- _STATED PROBLEM_: Copy the line with "point: the tree reflection" and all lines following it through the last line of the entries, exactly as written.

- _PROVIDED INFORMATION_:
++++++++++
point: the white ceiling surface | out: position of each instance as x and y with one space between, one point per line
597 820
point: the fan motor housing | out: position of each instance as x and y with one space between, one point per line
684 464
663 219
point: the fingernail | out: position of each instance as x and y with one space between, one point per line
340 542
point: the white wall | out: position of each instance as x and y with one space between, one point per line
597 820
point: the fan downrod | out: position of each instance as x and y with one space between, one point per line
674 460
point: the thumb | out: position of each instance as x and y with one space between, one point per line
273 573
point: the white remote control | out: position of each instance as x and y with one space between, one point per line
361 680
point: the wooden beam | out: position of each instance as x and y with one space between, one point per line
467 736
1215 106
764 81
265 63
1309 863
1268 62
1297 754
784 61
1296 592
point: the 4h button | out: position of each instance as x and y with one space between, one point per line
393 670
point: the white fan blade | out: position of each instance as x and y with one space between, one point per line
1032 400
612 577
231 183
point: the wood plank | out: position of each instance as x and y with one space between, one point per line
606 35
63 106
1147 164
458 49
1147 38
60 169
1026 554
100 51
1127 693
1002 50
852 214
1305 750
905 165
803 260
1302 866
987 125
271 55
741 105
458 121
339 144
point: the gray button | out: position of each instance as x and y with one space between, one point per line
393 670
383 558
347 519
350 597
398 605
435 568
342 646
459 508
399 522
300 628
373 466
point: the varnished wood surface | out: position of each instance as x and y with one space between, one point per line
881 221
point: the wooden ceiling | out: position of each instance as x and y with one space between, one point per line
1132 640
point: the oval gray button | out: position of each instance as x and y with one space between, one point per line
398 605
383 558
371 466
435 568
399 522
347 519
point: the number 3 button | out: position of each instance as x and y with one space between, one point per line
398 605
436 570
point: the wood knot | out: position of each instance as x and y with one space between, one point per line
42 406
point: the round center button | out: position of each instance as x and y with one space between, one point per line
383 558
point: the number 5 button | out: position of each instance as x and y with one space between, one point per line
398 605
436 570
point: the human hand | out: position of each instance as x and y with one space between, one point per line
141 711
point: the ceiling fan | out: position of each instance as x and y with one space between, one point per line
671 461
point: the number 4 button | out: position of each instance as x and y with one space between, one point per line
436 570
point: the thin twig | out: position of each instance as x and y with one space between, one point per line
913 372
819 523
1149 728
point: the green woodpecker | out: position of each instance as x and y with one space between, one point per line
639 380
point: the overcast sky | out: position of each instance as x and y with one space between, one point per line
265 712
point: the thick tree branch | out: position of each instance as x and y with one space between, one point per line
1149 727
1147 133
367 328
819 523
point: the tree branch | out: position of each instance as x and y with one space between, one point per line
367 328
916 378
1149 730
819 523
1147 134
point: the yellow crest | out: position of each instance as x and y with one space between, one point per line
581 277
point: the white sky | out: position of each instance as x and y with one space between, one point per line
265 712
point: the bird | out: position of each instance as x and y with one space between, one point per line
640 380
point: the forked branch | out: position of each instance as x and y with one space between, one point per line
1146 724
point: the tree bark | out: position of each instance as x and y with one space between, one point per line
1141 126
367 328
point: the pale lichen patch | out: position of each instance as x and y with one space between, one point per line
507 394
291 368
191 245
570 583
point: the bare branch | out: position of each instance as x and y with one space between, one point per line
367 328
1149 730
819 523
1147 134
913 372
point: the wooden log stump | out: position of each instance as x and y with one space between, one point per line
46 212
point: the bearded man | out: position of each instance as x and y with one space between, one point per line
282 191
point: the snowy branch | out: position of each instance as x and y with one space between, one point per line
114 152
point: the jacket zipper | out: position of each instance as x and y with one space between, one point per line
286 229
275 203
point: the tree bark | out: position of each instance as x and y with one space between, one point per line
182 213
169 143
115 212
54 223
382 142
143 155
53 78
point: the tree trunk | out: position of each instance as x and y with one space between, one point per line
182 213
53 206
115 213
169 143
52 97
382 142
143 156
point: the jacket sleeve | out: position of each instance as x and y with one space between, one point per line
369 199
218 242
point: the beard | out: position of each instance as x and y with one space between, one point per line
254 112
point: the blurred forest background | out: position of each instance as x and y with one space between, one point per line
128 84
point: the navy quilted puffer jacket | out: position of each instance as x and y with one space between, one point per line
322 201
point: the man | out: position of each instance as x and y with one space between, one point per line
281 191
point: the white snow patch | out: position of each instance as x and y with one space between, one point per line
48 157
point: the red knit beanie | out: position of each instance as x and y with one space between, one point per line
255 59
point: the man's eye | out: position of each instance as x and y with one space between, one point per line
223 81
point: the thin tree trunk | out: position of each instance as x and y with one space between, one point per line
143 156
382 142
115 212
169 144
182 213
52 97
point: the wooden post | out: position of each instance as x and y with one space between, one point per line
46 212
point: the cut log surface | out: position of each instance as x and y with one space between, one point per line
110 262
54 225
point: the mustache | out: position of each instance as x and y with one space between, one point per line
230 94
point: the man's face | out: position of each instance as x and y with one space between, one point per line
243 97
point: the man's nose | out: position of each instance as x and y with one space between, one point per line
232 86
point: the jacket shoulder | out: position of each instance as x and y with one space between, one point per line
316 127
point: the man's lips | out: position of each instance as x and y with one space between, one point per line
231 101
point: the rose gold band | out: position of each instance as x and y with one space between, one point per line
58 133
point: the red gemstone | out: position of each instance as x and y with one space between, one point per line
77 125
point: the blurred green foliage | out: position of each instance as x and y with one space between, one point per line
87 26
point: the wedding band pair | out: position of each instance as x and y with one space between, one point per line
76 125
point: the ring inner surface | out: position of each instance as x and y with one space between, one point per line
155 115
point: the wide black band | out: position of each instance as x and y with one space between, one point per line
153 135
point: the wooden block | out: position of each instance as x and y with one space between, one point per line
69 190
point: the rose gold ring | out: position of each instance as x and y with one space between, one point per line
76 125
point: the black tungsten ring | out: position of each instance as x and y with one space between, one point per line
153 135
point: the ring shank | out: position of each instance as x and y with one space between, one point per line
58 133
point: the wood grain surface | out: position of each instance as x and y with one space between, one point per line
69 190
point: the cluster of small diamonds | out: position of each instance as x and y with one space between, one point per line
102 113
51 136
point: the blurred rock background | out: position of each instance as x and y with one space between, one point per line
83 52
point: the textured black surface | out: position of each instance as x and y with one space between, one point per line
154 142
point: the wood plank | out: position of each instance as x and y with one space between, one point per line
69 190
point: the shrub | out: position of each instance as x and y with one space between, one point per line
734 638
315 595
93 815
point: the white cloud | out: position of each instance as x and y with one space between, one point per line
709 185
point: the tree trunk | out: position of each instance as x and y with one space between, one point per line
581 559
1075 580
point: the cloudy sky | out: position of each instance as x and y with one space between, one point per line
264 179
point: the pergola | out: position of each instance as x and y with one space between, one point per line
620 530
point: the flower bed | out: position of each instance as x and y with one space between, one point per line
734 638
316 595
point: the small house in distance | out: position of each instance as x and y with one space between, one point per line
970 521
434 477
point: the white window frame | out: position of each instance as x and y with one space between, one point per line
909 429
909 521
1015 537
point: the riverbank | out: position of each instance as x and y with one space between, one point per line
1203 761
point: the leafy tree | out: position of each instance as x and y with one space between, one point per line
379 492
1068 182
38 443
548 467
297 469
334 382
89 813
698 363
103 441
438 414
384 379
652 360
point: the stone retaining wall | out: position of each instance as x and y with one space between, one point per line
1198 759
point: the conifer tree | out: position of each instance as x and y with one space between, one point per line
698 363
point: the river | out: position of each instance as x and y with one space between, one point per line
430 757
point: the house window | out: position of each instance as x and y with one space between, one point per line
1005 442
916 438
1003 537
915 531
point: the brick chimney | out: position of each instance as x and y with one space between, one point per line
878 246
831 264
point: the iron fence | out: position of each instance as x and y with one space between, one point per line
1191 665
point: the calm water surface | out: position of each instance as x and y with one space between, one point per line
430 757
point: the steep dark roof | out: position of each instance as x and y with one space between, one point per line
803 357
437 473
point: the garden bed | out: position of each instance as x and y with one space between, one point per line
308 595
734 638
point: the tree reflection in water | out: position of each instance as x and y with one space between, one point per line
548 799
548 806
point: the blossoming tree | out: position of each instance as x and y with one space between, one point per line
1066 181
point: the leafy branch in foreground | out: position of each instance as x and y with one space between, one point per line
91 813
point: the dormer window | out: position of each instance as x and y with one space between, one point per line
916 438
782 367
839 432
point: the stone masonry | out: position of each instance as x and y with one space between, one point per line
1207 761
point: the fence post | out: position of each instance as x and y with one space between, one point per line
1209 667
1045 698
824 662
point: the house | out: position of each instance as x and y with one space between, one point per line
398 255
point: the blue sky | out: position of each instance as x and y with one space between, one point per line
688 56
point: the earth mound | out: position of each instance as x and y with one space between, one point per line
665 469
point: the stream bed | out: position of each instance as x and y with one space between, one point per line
++++++++++
- _REPLY_:
point: the tree reflection in water | out: position of each instance as x and y with one space between, one point per line
548 799
548 806
point: the blossoming tree | out: position of each instance as x and y with one space between, one point per line
1066 181
point: the leafy branch in foreground | out: position of each instance as x and y with one space between, one point per line
91 813
point: the dormer window | out: position of each instance as x and y with one space between, one point per line
916 438
782 367
839 432
point: the stone masonry | out: position of each instance as x and y with one space between, one point per line
1207 761
point: the fence post | out: position of each instance as x and y with one space between, one point per line
1209 667
1045 698
824 662
point: the house | out: position of each instance as x and y with one space between, one point per line
398 255
point: the blue sky | out: position of each instance as x and y with one space between, one point per line
688 56
point: the earth mound | out: position of each instance as x and y with one space between, one point per line
665 469
point: the stream bed | out: position of each instance as x and y with one space between, one point per line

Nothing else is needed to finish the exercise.